## POLECENIE
Zaktualizuj poniższe rekordy, zastępując w każdym z nich „professional camera” przez „film camera” i nie zmieniając niczego innego. W odpowiedzi pomiń obrazy.

## LISTA REKORDÓW
^^^^

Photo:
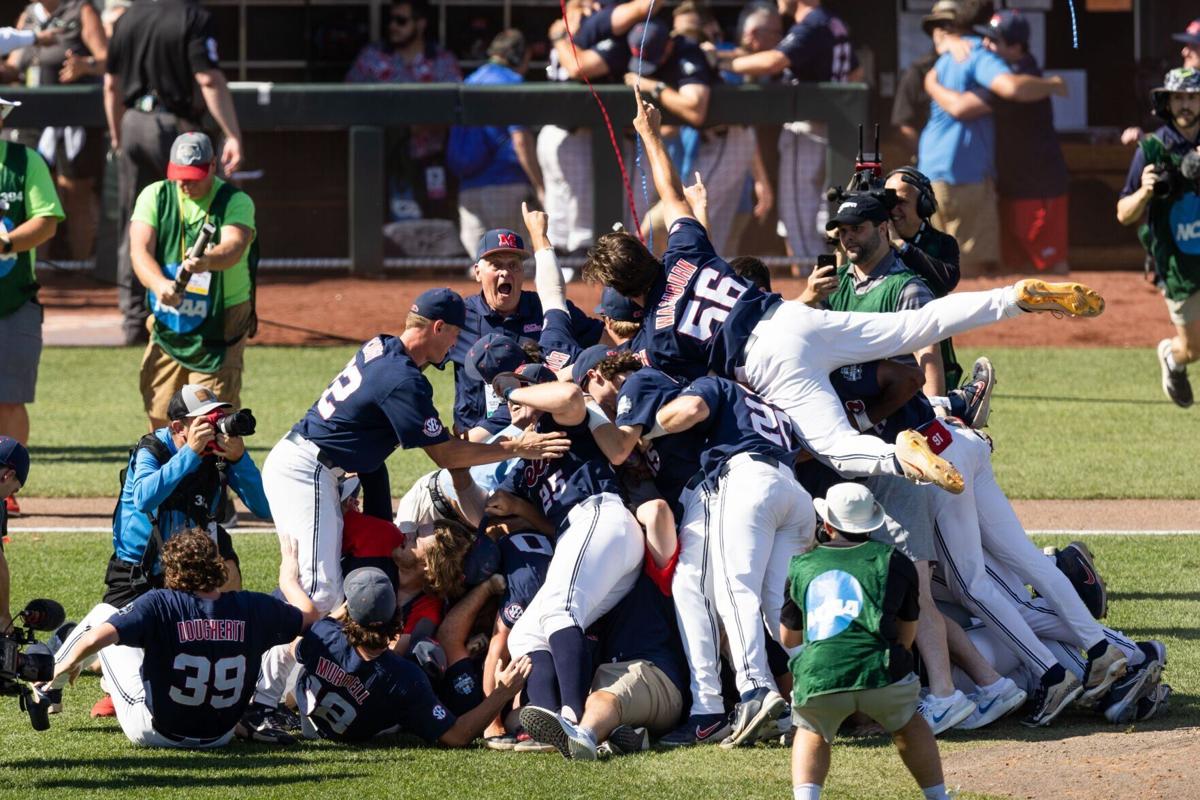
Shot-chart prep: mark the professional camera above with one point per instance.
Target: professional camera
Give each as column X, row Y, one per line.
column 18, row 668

^^^^

## ODPOWIEDŹ
Photo:
Shot-chart prep: mark the film camera above with one point per instance.
Target: film camera
Give each as column X, row Y, one per line.
column 18, row 668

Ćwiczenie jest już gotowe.